=== Section Start ===

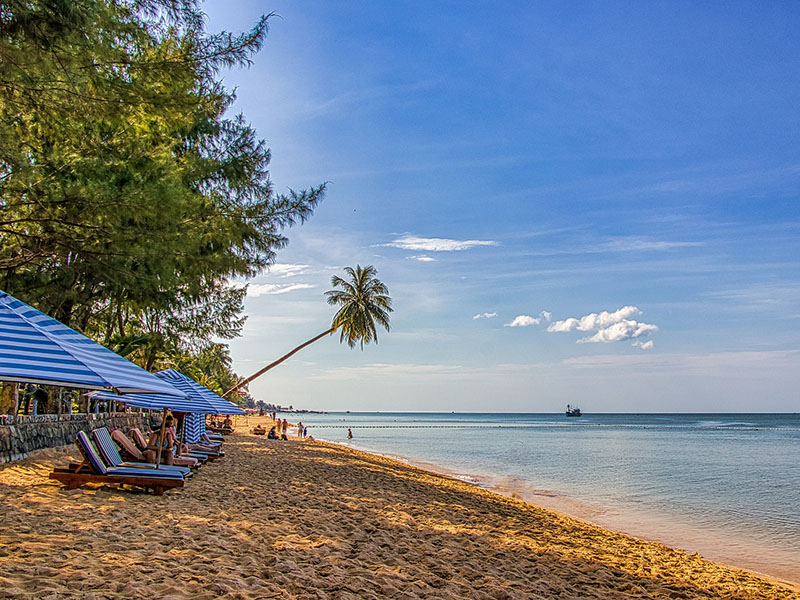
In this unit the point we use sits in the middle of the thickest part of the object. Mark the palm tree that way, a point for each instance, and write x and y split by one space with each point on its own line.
364 300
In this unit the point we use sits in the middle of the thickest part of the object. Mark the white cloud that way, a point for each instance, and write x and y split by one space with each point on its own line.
287 270
410 242
523 321
608 326
260 289
422 258
594 321
624 330
484 316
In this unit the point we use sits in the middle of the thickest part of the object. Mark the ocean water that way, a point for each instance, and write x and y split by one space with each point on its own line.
724 485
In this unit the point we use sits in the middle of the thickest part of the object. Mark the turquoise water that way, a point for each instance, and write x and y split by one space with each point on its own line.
727 486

=== Section End ===

** What you should do **
Give the records above again verbatim, pictures omitted.

** Written answer **
In this unit the point we use sits in the middle of the thickest part of the object. Mark the palm tree that way, a point for each instance, and write x and y split by one space with each point on its own line.
364 300
In this unit the point we use sits in the middle of the thickest part of the object. Mark the white cloud that way, a point for each instance, and write x and y split by one space with each point on its own line.
287 270
410 242
523 321
608 326
260 289
422 258
594 321
624 330
484 316
In this unit the point we use sits in the middle of the thickest part of the object. Mark the ocean water that way, a point for each instance, and write x and y split by one space with each point on its own line.
724 485
In this unit the point we use sits in the middle of the thickest part of the object. Mark the turquoise water that way, a point for each instance, and write x and y split by one space with each point on its own line.
727 486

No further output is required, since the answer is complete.